### Goal of the exercise
Each record must be printed exactly as given.

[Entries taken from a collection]
══════════

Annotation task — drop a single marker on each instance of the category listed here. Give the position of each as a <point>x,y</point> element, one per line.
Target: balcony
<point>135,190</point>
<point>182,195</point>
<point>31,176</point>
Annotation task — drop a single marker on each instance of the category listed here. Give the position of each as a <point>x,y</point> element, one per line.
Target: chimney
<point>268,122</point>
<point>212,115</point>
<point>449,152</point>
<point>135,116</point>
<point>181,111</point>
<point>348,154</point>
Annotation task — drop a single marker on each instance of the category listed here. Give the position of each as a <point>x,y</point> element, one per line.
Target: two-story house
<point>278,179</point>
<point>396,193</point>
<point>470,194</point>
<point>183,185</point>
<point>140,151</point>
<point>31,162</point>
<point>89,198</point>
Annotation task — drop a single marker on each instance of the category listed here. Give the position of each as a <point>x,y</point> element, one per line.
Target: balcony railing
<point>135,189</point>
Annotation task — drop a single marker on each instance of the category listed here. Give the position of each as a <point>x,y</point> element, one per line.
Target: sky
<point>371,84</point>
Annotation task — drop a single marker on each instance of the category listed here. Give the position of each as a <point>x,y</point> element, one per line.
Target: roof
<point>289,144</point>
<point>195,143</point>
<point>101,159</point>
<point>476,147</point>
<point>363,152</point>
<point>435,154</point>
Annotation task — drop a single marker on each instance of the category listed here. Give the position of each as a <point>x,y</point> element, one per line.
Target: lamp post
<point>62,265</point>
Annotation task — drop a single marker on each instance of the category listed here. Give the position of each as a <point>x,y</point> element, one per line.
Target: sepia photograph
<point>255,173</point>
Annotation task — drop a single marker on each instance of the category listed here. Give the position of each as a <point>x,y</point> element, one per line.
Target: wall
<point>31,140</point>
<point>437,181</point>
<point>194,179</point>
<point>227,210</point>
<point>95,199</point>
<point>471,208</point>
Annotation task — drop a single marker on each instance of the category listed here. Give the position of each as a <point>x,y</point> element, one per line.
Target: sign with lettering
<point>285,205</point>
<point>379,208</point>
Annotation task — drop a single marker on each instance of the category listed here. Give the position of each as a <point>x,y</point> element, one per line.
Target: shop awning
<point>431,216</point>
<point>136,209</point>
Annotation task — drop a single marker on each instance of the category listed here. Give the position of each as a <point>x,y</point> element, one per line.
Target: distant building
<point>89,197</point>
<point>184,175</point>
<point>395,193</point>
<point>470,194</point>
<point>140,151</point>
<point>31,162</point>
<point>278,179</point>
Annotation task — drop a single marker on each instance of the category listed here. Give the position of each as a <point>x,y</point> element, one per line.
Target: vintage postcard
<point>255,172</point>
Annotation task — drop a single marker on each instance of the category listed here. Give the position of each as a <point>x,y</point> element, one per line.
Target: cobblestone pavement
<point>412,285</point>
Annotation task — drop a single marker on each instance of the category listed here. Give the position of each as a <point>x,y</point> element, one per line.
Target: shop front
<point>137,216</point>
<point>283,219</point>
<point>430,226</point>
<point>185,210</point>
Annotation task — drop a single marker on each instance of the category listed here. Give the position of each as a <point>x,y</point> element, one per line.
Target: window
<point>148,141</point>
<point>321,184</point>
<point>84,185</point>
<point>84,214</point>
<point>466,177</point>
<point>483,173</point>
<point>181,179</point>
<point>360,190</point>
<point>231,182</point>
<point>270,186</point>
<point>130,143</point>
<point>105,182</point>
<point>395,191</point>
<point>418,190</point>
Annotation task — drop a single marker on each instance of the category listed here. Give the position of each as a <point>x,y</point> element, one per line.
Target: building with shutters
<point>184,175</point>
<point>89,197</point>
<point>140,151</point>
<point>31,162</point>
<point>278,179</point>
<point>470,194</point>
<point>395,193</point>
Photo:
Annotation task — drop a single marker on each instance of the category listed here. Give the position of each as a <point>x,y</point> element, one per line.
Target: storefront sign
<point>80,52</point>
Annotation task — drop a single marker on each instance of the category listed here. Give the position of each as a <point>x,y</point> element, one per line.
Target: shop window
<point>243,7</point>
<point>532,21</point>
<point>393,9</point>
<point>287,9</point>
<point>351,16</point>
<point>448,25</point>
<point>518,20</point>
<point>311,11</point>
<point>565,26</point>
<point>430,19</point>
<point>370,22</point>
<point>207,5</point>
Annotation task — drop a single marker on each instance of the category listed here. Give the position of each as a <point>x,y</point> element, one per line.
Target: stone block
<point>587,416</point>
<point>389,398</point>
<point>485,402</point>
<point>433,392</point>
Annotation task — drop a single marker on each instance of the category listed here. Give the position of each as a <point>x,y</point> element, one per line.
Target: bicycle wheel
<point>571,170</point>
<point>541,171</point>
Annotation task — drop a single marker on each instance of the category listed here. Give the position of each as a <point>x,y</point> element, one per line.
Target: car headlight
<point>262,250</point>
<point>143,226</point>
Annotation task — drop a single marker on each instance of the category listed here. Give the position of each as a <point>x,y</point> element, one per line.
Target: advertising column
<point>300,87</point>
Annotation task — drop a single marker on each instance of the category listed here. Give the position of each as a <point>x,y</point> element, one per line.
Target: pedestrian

══════════

### Problem solution
Annotation task — drop a single marker on each instance of the category listed here. Give the position of each as a <point>x,y</point> element, one per line.
Target: balcony
<point>135,190</point>
<point>182,195</point>
<point>31,176</point>
Annotation task — drop a single marker on each instance of the category listed here. Give the position of each as a <point>x,y</point> element, one per line.
Target: chimney
<point>268,122</point>
<point>212,115</point>
<point>449,152</point>
<point>135,116</point>
<point>181,111</point>
<point>348,154</point>
Annotation task — drop a single marker on each instance of the category listed here. Give the position of each as a <point>x,y</point> element, one per line.
Target: two-story house
<point>278,179</point>
<point>396,193</point>
<point>470,194</point>
<point>183,185</point>
<point>140,151</point>
<point>31,162</point>
<point>89,198</point>
Annotation task — drop a single marker on each instance of the category listed here. Give the position of each as a <point>x,y</point> element, one per line.
Target: balcony railing
<point>135,189</point>
Annotation task — drop a single marker on each instance of the category listed here. Give the position of each as a <point>x,y</point> element, one per line.
Target: sky
<point>371,84</point>
Annotation task — drop a single marker on each instance of the category listed here. Give the position of each as a <point>x,y</point> element, one per line.
Target: roof
<point>289,144</point>
<point>195,143</point>
<point>101,159</point>
<point>476,147</point>
<point>363,152</point>
<point>435,154</point>
Annotation task — drop a single marker on each instance of the category listed here. Give the position of each as a <point>x,y</point> element, one per line.
Target: lamp post
<point>62,265</point>
Annotation task — drop a single marker on each instance of the category listed here. Give the position of each as a <point>x,y</point> element, one per line.
Target: sepia photograph
<point>255,173</point>
Annotation task — drop a single marker on each instance of the category listed here. Give the position of each as a <point>x,y</point> element, one per line.
Target: wall
<point>31,140</point>
<point>437,181</point>
<point>194,179</point>
<point>227,210</point>
<point>95,199</point>
<point>471,208</point>
Annotation task — drop a single marker on each instance of the category listed here. Give the position of each as a <point>x,y</point> element, one per line.
Target: sign with lettering
<point>285,205</point>
<point>379,208</point>
Annotation task — drop a single marker on each instance of the category listed here. Give the position of each as a <point>x,y</point> element, one per line.
Target: shop awning
<point>431,216</point>
<point>136,209</point>
Annotation task — drop a single marker on each instance of the category listed here. Give the position of each as a <point>x,y</point> element, one per line.
Target: distant building
<point>89,197</point>
<point>184,175</point>
<point>395,193</point>
<point>470,194</point>
<point>140,151</point>
<point>31,162</point>
<point>278,179</point>
Annotation task — drop a single marker on each instance of the category listed here. Give the position of each as a <point>x,y</point> element, one per line.
Target: vintage postcard
<point>255,172</point>
Annotation task — drop a single marker on each instance of the category listed here. Give the position of each as a <point>x,y</point> element, one per line.
Target: cobblestone pavement
<point>412,285</point>
Annotation task — drop a single marker on each instance of the category listed here. Give the position of each as a <point>x,y</point> element, one per line.
Target: shop front
<point>137,216</point>
<point>283,219</point>
<point>430,226</point>
<point>185,210</point>
Annotation task — drop a single marker on each instance of the category listed here. Give the position of each as a <point>x,y</point> element, one per line.
Target: window
<point>148,141</point>
<point>321,184</point>
<point>84,185</point>
<point>84,214</point>
<point>466,177</point>
<point>483,173</point>
<point>181,179</point>
<point>360,190</point>
<point>231,182</point>
<point>270,186</point>
<point>130,143</point>
<point>105,182</point>
<point>395,191</point>
<point>418,190</point>
Annotation task — drop a single marker on each instance of the category listed here. Give the position of each as a <point>x,y</point> element, one per line.
Target: building with shutters
<point>184,175</point>
<point>89,197</point>
<point>140,151</point>
<point>31,162</point>
<point>278,179</point>
<point>470,194</point>
<point>395,193</point>
Photo:
Annotation task — drop a single marker on each instance of the category listed here. Give the position of each as a <point>x,y</point> element, one per line.
Target: storefront sign
<point>80,52</point>
Annotation task — drop a single marker on each instance of the category listed here. Give the position of each as a <point>x,y</point> element, one per line.
Target: shop window
<point>243,7</point>
<point>532,21</point>
<point>393,9</point>
<point>287,9</point>
<point>351,16</point>
<point>448,25</point>
<point>518,20</point>
<point>311,11</point>
<point>565,26</point>
<point>430,19</point>
<point>370,22</point>
<point>207,5</point>
Annotation task — drop a single marker on each instance of the category listed here. Give the position of each as a <point>x,y</point> element, one per line.
Target: stone block
<point>587,416</point>
<point>389,398</point>
<point>485,402</point>
<point>433,392</point>
Annotation task — drop a single marker on each instance of the category listed here. Give the position of each as a <point>x,y</point> element, one per line.
Target: bicycle wheel
<point>571,170</point>
<point>541,171</point>
Annotation task — drop a single marker on each instance of the category listed here. Give the position of each as a <point>x,y</point> element, one per line.
Target: car headlight
<point>262,250</point>
<point>143,226</point>
Annotation task — drop a single marker on each instance of the category listed here. Give the position of each as a <point>x,y</point> element, one per line.
Target: advertising column
<point>300,87</point>
Annotation task — drop a single marker on each instance of the category listed here. Give the position of each as a <point>x,y</point> element, one per line.
Target: pedestrian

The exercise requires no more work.